* _Задание A_
Какую партию, согласно тексту об объединении Германии, затем сформировали партийные функционеры?

* _Исходный текст_
- - - - - - -

Но для того, чтобы сохранить ГДР, нужно было, чтобы хоть кто-то этого хотел. А таких сил не нашлось, за исключением небольшого числа партийных функционеров, которые затем сформировали Партию демократического социализма (PDS), и, возможно, группы радикально мыслящих диссидентов (часть диссидентов была недовольна фактическим поглощением Восточной Германии Федеративной республикой. — Прим. ред.).

Однако диссиденты не имели большого влияния, а партработники были деморализованы.

Короче говоря, второе немецкое государство в тот момент оказалось никому не нужно.

— По итогам объединения многие восточные немцы остались недовольны и считают его несправедливым. Почему?

В детстве, то есть в девяностые, я иногда спрашивал свою бабушку, она у меня была коммунистка, которая на чем свет стоит ругала Ельцина: если все оказалось так легко развалить, то, может, проблема была не в настоящем, а в прошлом?

Для понимания того, что происходит с экономикой Германии после 1990 года, нужно посмотреть на два показателя. Первый — это темп роста ВВП на душу населения по федеральным землям. Там почти все восточные земли в лидерах. Второй — это актуальный уровень ВВП на душу населения, и там все восточные земли в аутсайдерах, потому что даже такого мощного экономического роста за 35 лет оказалось недостаточно для того, чтобы догнать западные регионы.

Проблема и в том, что возникшее неравенство никто проблемой не считал. На востоке было очень много забастовок, протестов, связанных с экономическими изменениями, но политики на это никак не реагировали. Это было очень в духе [преобладающих в тот момент в Западных странах] идей «рейганомики» и «тэтчеризма».

Части Берлинской стены на художественной инсталляции «Парламент деревьев», Берлин, 5 ноября 2024 года. Живые деревья в инсталляции символизируют мир и стойкость. Фото: Hannibal Hanschke / EPA-EFE

Сейчас немецкие политики готовы вести переговоры с протестующими фермерами и с теми, кто выходит на демонстрации. А тогда считалось, что это не нужно, и этот коммуникационный провал был очень ощутим для людей. Один из его признаков — например, то, что опыт ГДР фактически вычеркнут из общей немецкой памяти. Сегодня история Германии описывается исключительно как история ФРГ. И это проблема, потому что даже социалистическая диктатура, существовавшая в Восточной Германии, представляется как нечто внешнее, а не как коллективный травматический опыт.

— Какие еще решения, на ваш взгляд, были ошибочными при объединении?

- - - - - - -

* _Данные для задания_

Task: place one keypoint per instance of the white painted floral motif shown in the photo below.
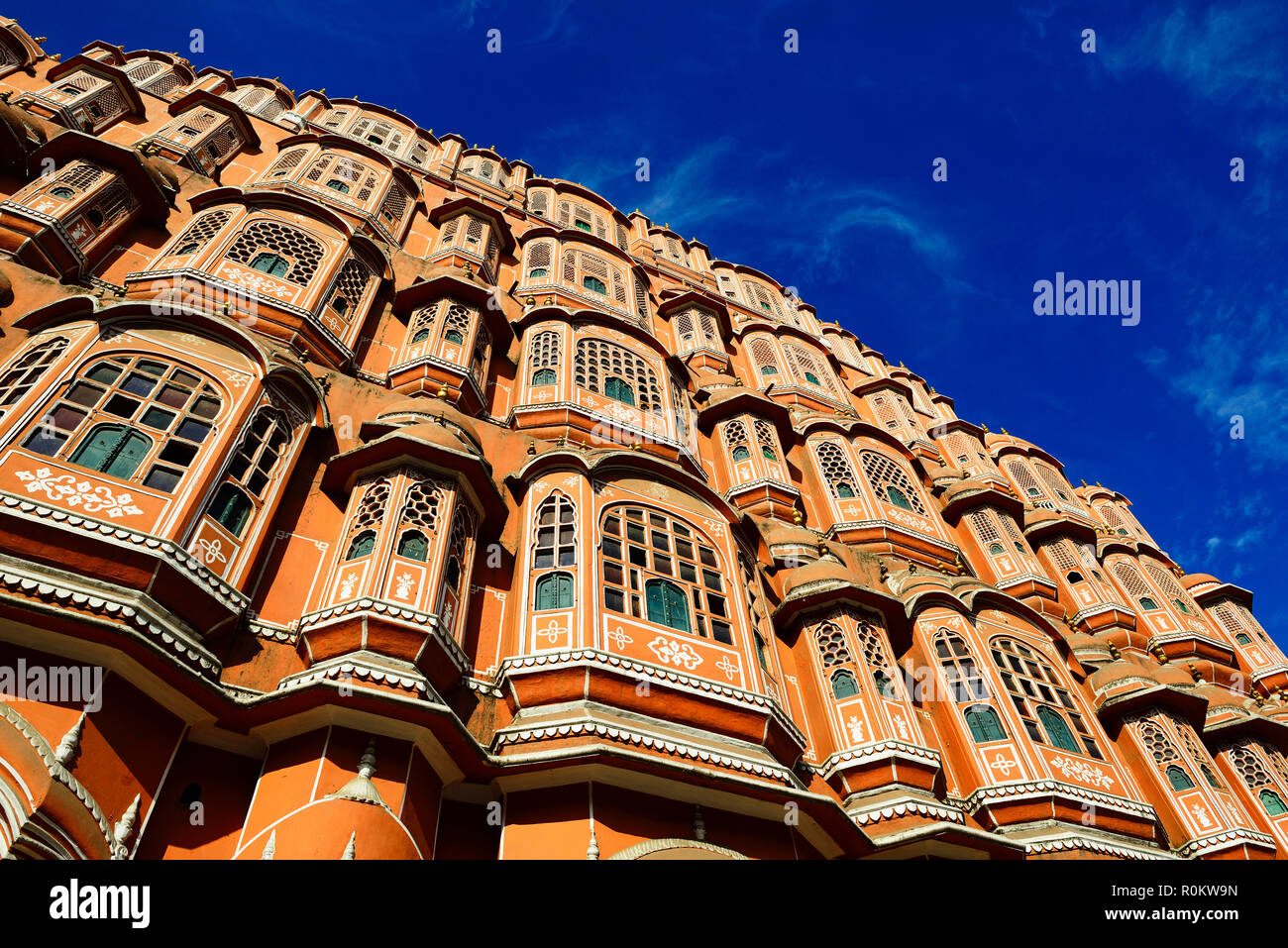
(553, 631)
(1081, 771)
(618, 638)
(855, 727)
(1004, 764)
(93, 498)
(211, 550)
(673, 652)
(404, 582)
(258, 282)
(902, 727)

- - - - - - -

* _Задание B_
Перепишите без изменений все строки из раздела «Данные для задания». Изображения в ответ не включайте.

* _Полный ответ A_
Партию демократического социализма (PDS).

* _Полный ответ B_
Task: place one keypoint per instance of the white painted floral motif shown in the photo below.
(553, 631)
(1081, 771)
(618, 638)
(855, 727)
(1004, 764)
(93, 498)
(211, 550)
(673, 652)
(404, 582)
(258, 282)
(902, 727)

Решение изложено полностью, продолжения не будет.